=== Kaynak Metin ===
Almanya böyle zenginleşti
Türkiye’den Almanya’ya göçenler, onların çocukları ve yeni kuşaklar, bu ülkeye sadece ekonomik açıdan değil, sanat ve kültürden spora birçok alanda önemli katkılarda bulunuyor, önemli başarılar hediye ediyorlar. Sağcılar hariç Alman toplumunun önemli bir bölümü bu örnekleri ülkenin zenginliği olarak görüyor. Devletin ya da sivil toplumun en önemli ödülleri, madalyaları, katkıları nedeniyle onore edilmeleri için bu insanlara veriliyor.
Almanya, Türkiye’den göçün 60’ncı yılında elbette halen birçok insan için “acı vatan” olmaya devam ediyor. Ancak madalyonun bir de öbür tarafı var. Her şeyden önce buradaki birinci kuşak göçmenlerden birçoğunun büyük minnettarlıkla vurguladığı gibi, bu ülkeye göç Anadolu’nun yoksul insanına refah içinde bir yaşam sunabilmiş.
Örneğin 60’larda Almanya’ya tek başına giden, şimdi hepsi Almanya’da yaşayan 50-60 kişilik ailesindeki çocuklarının ve torunlarının eğitim ve mesleki süreçlerindeki başarılarını gururla anlatan bir büyükbabanın sözleri bu durumu özetliyor:
“Türkiye’de kalsaydım muhtemelen köyümde çobanlık yapmaya devam edecek, yoksulluk içinde yaşayacak ve şimdi hepsi üniversite bitirmiş olan çocuklarıma rahat bir yaşam sağlayamayacaktım. ”
Göçün hem Türkiye’ye hem de Almanya’ya çok büyük ekonomik katkısı oldu. Almanya işgücü açığını kapattı, savaş sonrası toparlanma süreci göçmen işçilerin katkılarıyla tamamlandı. Almanya’daki işçilerin Türkiye’deki ailelerine gönderdiği paralar, Türkiye’ye taşıdıkları tasarrufları, Türkiye’deki yatırımları uzun yıllar boyunca devasa bütçe açıklarının kapatılmasında, ekonominin döviz ihtiyacının karşılanmasında en önemli kaynaklar arasında yer aldı.

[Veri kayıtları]
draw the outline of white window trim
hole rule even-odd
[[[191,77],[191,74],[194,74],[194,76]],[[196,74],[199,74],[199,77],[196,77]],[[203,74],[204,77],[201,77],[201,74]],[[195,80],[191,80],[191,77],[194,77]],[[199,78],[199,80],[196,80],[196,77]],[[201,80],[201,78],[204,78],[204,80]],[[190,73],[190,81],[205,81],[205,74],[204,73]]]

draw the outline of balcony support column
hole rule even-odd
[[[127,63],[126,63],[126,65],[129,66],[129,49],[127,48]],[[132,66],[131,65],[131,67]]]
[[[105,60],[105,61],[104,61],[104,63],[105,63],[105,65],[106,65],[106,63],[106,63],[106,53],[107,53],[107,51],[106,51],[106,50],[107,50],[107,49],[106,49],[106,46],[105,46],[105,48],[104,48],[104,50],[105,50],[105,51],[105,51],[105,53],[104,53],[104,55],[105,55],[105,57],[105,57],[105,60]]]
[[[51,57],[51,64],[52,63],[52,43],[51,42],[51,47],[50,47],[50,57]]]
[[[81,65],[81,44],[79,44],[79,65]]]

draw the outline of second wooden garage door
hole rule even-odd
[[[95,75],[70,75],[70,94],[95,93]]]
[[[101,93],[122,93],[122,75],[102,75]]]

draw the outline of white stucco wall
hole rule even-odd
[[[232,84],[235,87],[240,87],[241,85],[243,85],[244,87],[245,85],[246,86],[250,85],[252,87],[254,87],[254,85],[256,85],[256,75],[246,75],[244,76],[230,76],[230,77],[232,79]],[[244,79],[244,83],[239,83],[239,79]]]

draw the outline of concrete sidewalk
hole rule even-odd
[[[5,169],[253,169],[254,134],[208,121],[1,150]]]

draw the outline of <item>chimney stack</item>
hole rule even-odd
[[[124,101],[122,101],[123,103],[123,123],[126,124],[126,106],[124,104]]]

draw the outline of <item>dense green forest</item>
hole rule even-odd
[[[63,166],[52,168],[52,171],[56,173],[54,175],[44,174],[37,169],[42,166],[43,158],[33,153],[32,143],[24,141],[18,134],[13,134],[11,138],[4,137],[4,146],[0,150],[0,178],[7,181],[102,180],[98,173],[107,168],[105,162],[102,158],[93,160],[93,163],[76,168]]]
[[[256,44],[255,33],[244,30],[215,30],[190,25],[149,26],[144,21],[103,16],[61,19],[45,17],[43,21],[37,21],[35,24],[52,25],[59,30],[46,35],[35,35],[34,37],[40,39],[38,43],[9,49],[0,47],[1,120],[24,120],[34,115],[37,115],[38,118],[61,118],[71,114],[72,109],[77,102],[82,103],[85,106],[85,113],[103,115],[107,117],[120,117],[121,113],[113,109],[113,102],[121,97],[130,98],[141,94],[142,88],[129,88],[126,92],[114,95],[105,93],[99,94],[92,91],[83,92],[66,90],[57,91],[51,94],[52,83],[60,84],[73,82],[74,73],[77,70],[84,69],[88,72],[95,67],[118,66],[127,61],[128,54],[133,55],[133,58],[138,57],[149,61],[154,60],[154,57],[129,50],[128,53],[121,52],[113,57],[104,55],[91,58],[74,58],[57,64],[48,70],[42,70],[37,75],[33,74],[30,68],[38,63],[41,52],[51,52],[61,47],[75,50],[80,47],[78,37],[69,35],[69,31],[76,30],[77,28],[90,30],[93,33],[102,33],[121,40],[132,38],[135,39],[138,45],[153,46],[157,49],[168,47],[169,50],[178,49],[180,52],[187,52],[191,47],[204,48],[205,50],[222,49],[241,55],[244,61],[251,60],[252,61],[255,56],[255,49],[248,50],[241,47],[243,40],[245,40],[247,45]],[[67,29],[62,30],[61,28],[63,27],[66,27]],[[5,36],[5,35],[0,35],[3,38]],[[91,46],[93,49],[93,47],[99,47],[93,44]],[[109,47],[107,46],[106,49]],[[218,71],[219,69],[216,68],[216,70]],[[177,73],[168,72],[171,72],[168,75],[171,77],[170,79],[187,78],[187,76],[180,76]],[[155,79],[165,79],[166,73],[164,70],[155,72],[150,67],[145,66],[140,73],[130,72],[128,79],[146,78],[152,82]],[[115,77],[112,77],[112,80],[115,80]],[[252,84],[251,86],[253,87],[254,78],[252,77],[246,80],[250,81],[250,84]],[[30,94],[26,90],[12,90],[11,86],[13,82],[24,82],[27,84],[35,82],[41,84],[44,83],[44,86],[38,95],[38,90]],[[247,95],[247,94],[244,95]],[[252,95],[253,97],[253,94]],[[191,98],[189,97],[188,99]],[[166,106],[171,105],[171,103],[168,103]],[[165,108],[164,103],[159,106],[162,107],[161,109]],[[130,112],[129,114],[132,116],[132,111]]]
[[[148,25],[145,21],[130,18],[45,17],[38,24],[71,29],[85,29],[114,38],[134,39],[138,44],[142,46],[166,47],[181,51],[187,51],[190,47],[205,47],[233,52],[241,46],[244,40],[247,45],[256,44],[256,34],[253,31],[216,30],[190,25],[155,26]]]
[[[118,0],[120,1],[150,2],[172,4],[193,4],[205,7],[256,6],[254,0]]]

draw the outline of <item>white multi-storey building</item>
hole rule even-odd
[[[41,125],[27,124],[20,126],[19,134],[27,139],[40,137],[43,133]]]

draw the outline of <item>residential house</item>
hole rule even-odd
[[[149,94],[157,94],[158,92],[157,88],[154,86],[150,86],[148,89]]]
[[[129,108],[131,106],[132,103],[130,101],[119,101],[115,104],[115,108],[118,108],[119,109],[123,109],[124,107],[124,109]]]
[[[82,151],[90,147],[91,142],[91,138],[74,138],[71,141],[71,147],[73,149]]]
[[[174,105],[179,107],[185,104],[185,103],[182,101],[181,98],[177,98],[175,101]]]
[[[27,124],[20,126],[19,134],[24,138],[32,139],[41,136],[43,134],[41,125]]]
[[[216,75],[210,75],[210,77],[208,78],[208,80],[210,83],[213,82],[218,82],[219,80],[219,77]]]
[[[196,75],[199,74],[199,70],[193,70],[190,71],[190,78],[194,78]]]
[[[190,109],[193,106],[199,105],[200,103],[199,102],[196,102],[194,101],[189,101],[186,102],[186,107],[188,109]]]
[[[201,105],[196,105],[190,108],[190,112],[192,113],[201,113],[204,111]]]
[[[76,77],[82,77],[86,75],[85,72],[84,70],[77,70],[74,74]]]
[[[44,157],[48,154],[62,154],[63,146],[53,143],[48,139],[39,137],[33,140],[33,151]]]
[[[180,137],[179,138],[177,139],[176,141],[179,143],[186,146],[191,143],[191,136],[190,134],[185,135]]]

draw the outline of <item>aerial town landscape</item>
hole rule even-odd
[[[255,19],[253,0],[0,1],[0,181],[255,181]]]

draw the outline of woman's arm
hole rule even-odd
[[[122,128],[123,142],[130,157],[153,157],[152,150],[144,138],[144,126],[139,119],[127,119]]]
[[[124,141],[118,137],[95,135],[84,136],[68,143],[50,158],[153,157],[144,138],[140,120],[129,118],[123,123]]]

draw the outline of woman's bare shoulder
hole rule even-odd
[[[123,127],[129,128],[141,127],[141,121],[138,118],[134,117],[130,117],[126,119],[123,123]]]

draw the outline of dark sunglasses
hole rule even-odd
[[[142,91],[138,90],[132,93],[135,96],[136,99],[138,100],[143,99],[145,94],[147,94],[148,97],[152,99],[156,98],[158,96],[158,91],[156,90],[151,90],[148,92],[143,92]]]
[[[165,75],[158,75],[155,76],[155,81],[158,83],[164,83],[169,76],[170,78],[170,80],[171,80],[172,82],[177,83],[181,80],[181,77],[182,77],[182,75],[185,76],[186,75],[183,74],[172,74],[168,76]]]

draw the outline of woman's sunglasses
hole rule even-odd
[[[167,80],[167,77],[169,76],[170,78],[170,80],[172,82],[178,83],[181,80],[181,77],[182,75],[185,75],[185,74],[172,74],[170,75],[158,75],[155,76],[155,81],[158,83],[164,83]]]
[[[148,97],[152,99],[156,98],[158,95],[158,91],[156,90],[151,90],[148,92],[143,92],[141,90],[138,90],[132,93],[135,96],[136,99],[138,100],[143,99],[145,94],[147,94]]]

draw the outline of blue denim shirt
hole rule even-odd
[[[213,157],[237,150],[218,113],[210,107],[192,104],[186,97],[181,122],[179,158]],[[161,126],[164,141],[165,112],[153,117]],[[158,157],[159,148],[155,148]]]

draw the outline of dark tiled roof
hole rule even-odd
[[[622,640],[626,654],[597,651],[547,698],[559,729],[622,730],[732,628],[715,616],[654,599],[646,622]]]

=== Görev Koşulları ===
1/ Kaynak metne göre Almanya'da savaş sonrası toparlanma süreci kimlerin katkılarıyla tamamlandı?
2/ Kaynak metni iki cümlede özetleyin.
3/ Lütfen kaynak metinde "Almanya, Türkiye’den göçün" sözcüklerinden başlayıp "bir yaşam sunabilmiş." sözcüklerine kadar uzanan bölümün tamamını birebir kopyalayın.

=== Çözümler ===
1/ Göçmen işçilerin katkılarıyla tamamlandı.

2/ Türkiye'den Almanya'ya göçenler ve sonraki kuşaklar, Almanya'ya ekonominin yanı sıra sanat, kültür ve spor gibi birçok alanda önemli katkılarda bulunuyor, göç de Anadolu'nun yoksul insanına refah içinde bir yaşam sunabilmiş. Göç, Almanya'nın işgücü açığını kapatmasına ve savaş sonrası toparlanmasına yardım etti; işçilerin Türkiye'ye gönderdiği paralar, tasarrufları ve yatırımları da uzun yıllar Türkiye'nin bütçe açıklarını kapatmasında ve döviz ihtiyacını karşılamasında en önemli kaynaklar arasında yer aldı.

3/
Almanya, Türkiye’den göçün 60’ncı yılında elbette halen birçok insan için “acı vatan” olmaya devam ediyor. Ancak madalyonun bir de öbür tarafı var. Her şeyden önce buradaki birinci kuşak göçmenlerden birçoğunun büyük minnettarlıkla vurguladığı gibi, bu ülkeye göç Anadolu’nun yoksul insanına refah içinde bir yaşam sunabilmiş.